* Source passage *
In 1914, Smeaton joined the Canadian military to serve in the First World War. He served with the 11th Canadian Siege Battery in France, and was awarded the Military Medal for his service. Smeaton was later active in the Norman Mitchell VC Branch of the Royal Canadian Legion in Mount Royal, where he lived. In September 1959, Smeaton organized a fund-raising intra-squad game by the Montreal Canadiens to benefit the branch's welfare fund.

Smeaton became the NHL's first referee-in-chief when the NHL formed in 1917. He was offered the general manager's job of the expansion New York Rangers in 1926, but turned it down to remain in Montreal. He served as referee until 1930 when he became the head coach of the Philadelphia Quakers. The Quakers played only one season, 1930–31, finishing out of the playoffs. The following season, Smeaton resumed refereeing. He refereed in the NHL until 1937 when he retired. Smeaton, who officiated numerous Stanley Cup and Allan Cup finals, was inducted as an on-ice official into the Hockey Hall of Fame in 1961.

* Supplied records *
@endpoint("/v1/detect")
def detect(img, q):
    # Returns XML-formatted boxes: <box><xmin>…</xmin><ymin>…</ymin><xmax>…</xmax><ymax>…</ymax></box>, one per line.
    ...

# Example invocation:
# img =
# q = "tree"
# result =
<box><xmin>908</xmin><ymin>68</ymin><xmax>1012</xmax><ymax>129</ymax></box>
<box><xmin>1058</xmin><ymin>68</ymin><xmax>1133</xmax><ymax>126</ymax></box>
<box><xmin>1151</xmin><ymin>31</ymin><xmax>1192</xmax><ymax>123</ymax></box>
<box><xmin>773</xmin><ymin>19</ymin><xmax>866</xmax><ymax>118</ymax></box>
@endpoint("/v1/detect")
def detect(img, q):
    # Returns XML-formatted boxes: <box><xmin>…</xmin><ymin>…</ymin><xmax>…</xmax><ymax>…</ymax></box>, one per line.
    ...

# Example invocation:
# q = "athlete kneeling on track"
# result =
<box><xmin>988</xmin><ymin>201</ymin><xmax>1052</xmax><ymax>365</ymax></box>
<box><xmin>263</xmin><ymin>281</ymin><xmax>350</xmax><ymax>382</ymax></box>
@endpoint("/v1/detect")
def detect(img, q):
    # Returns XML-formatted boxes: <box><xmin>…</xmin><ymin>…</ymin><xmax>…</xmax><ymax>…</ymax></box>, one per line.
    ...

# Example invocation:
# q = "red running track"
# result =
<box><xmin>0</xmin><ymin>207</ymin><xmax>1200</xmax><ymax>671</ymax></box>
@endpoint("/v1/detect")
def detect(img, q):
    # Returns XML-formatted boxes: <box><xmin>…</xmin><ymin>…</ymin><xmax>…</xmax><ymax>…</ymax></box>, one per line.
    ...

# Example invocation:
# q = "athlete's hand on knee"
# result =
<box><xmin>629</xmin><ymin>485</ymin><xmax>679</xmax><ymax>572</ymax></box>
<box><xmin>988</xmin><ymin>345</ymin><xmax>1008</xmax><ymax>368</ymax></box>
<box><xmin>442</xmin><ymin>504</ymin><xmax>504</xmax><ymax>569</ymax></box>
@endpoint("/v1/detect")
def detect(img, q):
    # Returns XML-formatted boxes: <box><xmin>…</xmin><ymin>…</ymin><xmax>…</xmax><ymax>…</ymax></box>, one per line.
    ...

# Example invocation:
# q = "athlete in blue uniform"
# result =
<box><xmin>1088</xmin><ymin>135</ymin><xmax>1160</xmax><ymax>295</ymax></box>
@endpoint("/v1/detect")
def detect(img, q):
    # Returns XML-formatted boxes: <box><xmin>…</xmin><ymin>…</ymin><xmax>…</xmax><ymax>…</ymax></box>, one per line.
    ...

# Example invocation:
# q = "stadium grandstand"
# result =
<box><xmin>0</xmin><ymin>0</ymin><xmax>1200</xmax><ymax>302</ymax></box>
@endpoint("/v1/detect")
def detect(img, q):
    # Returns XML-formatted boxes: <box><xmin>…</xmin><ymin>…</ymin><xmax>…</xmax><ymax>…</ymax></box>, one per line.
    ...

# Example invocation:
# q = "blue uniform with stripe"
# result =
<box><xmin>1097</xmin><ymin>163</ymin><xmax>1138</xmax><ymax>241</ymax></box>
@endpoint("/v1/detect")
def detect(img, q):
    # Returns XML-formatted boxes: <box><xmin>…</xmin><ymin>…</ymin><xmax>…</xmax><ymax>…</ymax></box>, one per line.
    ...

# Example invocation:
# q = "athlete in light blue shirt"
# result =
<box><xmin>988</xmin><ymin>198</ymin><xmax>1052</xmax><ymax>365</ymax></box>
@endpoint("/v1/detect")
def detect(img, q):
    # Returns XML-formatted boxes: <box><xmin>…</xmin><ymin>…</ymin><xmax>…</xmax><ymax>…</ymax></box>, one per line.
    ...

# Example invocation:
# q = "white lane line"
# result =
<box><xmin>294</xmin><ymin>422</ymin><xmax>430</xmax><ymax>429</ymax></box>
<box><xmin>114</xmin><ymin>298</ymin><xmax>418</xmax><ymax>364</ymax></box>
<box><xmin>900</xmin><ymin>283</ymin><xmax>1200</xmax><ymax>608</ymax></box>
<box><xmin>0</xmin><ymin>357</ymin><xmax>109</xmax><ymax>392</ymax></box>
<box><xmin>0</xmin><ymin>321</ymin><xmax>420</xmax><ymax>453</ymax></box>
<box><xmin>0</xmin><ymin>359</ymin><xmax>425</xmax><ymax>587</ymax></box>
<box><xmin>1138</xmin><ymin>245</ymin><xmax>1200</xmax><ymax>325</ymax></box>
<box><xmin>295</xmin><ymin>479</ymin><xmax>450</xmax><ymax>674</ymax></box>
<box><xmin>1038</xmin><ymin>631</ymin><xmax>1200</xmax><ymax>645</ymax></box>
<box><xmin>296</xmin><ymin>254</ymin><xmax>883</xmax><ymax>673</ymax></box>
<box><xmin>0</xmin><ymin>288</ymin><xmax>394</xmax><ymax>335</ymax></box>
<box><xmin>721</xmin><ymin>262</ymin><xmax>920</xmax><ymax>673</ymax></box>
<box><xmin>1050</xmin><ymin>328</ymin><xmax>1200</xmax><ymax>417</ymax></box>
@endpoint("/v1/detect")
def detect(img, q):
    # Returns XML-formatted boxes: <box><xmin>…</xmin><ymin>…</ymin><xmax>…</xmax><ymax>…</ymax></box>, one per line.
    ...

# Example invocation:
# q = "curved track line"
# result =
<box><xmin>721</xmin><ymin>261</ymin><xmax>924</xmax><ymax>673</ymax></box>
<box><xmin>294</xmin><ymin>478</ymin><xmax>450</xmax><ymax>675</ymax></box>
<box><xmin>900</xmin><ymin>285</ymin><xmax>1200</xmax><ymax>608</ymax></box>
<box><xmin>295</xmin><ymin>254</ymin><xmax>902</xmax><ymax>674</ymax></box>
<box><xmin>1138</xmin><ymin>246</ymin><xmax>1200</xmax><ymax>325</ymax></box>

* Problem details *
Repeat the Smeaton passage word for word, beginning at the words "In 1914, Smeaton" and stopping after "branch's welfare fund.".

* Result below *
In 1914, Smeaton joined the Canadian military to serve in the First World War. He served with the 11th Canadian Siege Battery in France, and was awarded the Military Medal for his service. Smeaton was later active in the Norman Mitchell VC Branch of the Royal Canadian Legion in Mount Royal, where he lived. In September 1959, Smeaton organized a fund-raising intra-squad game by the Montreal Canadiens to benefit the branch's welfare fund.